For prostate cancer, the picture is similar. Brief exposure to environmentally relevant doses of BPA during development made rat prostate glands more susceptible to precancerous lesions in adulthood. BPA also promotes the self-renewal of human prostate stem cells, a process tied to cancer initiation, and enhances tumor growth in prostate cancer models even after androgen deprivation, the standard approach to slowing prostate cancer.
Where You’re Actually Exposed
Most people think of plastic water bottles and food containers, and those are real sources. Small amounts of BPA migrate from packaging into food and beverages, especially when containers are heated. But one overlooked source is thermal receipt paper, the kind you get at grocery stores and gas stations. Handling receipts delivers BPA through the skin, and this route of exposure lingers far longer than dietary exposure. In a study of six participants, urinary BPA levels rose linearly for two days after handling receipts, and some individuals still had detectable levels a full week later. When the same people consumed BPA through food, their bodies cleared it within 24 hours. Skin absorption bypasses the liver’s first-pass metabolism, allowing more BPA to circulate in active form.
Environmental Harm to Aquatic Life
BPA doesn’t just affect humans. When it enters waterways through industrial discharge and wastewater, it disrupts reproduction in fish and amphibians. At concentrations as low as 1 microgram per liter, BPA reduced sperm density and mobility in brown trout, altered male gonad structure in carp, and caused egg cell degeneration in female carp. At slightly higher concentrations, it delayed or completely blocked ovulation in fish. In zebrafish exposed to BPA-laced food, sex ratios skewed as extreme as 11 females to every 1 male.
BPA also interferes with thyroid hormones in wildlife. Its two-ring structure resembles thyroid hormones closely enough to bind to thyroid receptors. In frog larvae, BPA blocked both spontaneous and hormone-triggered metamorphosis and suppressed the release of thyroid-stimulating hormone from the pituitary gland, essentially stalling development.

#### [What you will do]
Continue the text on BPA's effects on health and the environment from the point where it ends.

#### [Source data]
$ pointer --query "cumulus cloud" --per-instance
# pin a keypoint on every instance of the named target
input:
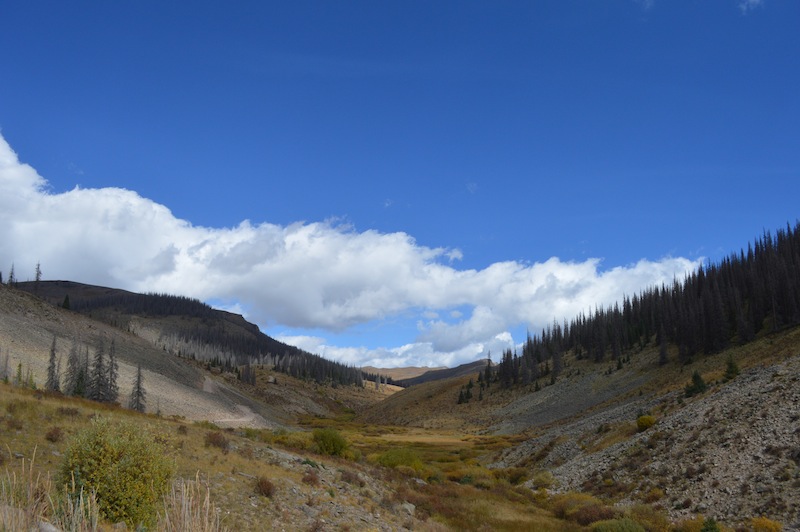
(745, 6)
(305, 276)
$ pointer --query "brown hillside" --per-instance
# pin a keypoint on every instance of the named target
(174, 386)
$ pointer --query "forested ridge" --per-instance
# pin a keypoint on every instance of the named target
(192, 329)
(752, 292)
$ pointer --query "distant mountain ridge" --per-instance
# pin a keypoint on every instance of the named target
(446, 373)
(189, 328)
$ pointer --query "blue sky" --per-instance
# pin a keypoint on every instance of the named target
(395, 183)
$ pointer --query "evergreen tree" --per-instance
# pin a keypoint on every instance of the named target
(731, 369)
(137, 399)
(662, 348)
(52, 383)
(5, 375)
(37, 278)
(113, 373)
(98, 379)
(75, 378)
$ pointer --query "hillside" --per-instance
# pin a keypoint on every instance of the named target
(191, 329)
(731, 452)
(444, 373)
(175, 386)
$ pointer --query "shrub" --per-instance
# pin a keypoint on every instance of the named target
(652, 519)
(731, 369)
(762, 524)
(513, 475)
(54, 435)
(265, 487)
(592, 513)
(543, 479)
(217, 439)
(352, 478)
(618, 525)
(645, 422)
(565, 505)
(654, 495)
(330, 441)
(188, 506)
(697, 386)
(119, 463)
(400, 457)
(311, 478)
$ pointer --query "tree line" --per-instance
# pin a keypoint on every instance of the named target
(752, 292)
(91, 377)
(216, 337)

#### [Task answer]
Regulators Disagree on How Much Is Safe
The U.S. FDA maintains that BPA is safe at the low levels currently found in food packaging, citing studies from its own toxicology research center that showed no effects at low-dose exposure. The European Food Safety Authority took a sharply different position. In 2023, EFSA slashed its tolerable daily intake for BPA from 50 micrograms per kilogram of body weight per day down to just 4 micrograms, a reduction that reflects growing concern over immune system effects and other health outcomes at low doses.
That gap between American and European regulators leaves consumers in an awkward position. The same chemical, at the same exposure level, is considered safe by one major agency and potentially harmful by another.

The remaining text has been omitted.